__WHAT TO WORK ON__. Rewrite the lines of the listing below, from its first line down to and including the line "Target: mountain slope", replacing "vertex pairs" with "coordinate pairs" and leaving everything else unchanged. Return only those lines.

=== EXTRACTED MATERIAL ===

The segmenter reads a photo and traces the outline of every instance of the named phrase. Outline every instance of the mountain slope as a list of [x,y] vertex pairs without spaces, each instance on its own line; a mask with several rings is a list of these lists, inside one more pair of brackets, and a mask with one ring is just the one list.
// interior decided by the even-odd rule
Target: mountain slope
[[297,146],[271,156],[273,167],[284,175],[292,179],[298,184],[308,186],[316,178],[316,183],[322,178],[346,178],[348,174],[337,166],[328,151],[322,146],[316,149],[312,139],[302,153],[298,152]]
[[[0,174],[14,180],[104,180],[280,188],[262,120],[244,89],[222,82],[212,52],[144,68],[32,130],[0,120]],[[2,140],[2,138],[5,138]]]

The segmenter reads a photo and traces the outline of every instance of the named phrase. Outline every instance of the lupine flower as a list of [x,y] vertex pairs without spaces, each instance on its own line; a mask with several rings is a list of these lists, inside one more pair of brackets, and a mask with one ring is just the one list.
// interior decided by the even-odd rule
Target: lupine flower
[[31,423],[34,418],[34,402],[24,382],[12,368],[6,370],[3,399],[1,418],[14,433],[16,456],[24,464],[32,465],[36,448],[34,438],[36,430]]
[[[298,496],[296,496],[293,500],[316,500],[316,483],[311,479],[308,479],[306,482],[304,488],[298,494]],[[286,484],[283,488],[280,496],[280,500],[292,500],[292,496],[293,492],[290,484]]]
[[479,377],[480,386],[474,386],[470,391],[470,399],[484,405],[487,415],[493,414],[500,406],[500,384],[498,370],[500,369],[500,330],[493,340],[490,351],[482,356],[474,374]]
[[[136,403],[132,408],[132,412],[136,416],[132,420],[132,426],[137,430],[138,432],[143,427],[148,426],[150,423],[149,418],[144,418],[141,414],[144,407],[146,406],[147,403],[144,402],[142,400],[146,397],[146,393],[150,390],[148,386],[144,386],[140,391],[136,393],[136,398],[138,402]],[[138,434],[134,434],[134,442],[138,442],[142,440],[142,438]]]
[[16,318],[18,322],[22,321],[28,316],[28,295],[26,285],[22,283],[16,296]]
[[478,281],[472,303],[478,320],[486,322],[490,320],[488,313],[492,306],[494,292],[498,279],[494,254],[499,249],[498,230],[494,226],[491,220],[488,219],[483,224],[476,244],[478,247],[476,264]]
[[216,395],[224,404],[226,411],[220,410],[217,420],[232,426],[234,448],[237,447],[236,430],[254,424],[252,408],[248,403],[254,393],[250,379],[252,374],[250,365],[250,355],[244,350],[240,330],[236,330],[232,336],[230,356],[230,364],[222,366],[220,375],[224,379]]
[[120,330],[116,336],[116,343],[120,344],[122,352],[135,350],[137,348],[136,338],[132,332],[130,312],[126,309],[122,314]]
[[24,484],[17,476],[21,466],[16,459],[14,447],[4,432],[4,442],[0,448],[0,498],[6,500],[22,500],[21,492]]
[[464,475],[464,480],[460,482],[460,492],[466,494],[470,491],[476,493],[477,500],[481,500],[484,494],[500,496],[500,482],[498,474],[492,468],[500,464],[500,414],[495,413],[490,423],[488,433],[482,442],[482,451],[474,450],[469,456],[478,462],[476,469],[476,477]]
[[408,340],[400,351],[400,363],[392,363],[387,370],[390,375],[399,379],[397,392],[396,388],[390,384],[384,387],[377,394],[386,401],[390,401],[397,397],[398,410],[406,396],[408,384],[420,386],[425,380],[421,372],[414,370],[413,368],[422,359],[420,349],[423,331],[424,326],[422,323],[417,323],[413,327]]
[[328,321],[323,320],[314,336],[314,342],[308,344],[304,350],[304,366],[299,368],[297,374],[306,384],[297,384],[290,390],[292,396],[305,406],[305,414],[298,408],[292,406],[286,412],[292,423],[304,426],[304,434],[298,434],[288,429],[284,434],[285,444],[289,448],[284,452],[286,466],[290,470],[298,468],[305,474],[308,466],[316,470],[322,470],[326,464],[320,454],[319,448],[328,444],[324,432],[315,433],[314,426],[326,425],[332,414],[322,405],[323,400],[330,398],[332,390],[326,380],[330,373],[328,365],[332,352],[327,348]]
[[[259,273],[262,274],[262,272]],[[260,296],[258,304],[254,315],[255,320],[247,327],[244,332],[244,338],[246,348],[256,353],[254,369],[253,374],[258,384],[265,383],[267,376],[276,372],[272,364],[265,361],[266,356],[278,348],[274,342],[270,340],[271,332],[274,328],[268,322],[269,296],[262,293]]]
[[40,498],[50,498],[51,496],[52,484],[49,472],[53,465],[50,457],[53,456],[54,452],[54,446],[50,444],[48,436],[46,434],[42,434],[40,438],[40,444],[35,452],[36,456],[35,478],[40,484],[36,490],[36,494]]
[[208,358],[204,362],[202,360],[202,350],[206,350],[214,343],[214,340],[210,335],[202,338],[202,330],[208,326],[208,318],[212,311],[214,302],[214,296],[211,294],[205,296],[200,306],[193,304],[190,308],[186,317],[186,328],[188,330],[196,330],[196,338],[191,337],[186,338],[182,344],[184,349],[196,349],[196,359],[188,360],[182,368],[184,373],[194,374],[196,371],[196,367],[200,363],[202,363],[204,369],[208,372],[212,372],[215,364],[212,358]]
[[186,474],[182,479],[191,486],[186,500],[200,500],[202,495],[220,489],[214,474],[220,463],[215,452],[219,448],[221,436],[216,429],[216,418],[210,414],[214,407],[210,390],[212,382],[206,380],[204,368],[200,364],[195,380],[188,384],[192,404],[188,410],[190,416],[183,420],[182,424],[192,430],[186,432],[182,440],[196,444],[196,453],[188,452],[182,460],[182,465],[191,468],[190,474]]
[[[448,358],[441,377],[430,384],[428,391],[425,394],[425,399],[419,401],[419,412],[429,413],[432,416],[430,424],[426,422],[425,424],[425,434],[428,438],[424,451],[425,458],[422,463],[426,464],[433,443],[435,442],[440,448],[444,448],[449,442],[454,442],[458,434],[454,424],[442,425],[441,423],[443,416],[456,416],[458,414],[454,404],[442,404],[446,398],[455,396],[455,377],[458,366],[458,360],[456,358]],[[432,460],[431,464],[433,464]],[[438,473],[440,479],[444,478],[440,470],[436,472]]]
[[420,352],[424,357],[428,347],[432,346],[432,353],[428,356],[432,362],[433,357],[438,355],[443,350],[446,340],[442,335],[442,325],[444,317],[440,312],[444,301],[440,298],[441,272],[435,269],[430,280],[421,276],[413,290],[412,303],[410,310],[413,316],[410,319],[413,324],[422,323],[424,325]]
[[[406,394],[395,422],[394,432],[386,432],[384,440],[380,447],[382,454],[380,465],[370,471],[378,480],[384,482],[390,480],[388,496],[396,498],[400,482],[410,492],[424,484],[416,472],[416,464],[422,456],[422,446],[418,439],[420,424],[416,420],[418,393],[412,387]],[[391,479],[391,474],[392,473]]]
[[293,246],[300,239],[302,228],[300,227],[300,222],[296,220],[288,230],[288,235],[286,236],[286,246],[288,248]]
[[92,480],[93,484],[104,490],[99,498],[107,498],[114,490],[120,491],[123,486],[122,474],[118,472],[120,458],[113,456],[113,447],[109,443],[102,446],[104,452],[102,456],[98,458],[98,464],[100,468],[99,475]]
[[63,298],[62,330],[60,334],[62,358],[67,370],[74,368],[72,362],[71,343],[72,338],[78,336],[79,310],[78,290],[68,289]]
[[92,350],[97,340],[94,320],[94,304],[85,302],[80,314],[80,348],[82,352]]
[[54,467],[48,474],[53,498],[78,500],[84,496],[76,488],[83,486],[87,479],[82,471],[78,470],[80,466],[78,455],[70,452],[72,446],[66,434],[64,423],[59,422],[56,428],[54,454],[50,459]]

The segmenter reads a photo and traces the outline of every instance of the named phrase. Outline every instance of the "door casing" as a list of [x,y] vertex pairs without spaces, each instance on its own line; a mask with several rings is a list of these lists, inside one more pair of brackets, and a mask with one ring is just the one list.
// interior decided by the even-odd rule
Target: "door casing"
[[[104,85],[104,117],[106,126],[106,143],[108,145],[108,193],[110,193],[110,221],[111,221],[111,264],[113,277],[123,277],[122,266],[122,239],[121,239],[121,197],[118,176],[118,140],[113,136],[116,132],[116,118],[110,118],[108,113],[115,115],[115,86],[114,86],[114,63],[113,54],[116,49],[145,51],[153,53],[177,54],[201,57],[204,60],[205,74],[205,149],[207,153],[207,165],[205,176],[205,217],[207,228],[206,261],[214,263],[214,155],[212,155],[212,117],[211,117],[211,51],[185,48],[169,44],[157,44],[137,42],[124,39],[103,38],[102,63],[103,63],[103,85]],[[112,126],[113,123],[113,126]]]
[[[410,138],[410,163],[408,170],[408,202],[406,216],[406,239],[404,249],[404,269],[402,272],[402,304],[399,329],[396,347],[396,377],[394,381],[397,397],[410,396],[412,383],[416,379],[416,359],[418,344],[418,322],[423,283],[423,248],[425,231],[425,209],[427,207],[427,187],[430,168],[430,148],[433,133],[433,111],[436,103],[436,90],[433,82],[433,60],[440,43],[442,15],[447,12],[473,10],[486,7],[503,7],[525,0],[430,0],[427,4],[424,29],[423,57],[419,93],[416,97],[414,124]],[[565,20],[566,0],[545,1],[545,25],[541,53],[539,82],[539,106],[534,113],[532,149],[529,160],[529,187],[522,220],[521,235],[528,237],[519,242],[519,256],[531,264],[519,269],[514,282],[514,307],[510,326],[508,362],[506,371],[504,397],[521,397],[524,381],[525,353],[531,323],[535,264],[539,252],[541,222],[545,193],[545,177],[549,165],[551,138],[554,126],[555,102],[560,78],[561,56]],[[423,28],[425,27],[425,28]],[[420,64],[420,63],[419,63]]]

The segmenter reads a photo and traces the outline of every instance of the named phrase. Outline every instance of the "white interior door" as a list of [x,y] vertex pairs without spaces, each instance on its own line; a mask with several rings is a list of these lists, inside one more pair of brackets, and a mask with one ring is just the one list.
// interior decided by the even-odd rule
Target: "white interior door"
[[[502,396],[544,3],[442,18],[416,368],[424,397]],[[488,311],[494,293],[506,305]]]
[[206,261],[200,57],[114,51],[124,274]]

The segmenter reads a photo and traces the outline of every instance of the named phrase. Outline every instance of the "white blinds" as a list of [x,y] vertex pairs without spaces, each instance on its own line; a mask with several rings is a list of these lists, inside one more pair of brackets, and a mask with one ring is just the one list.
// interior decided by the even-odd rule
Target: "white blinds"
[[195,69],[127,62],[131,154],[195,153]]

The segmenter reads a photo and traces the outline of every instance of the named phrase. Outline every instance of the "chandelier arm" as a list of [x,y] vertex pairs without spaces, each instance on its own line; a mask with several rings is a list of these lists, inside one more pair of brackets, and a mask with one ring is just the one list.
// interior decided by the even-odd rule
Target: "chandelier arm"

===

__ANSWER IN FULL__.
The segmenter reads a photo and traces the outline of every instance of the named phrase. Outline every instance of the mountain slope as a list of [x,y] coordinate pairs without spaces, each instance on its own line; a mask with several rings is a list of these lists, inside one more pair of brackets, and a mask with one ring is just the one list.
// interior decided by the even-odd rule
Target: mountain slope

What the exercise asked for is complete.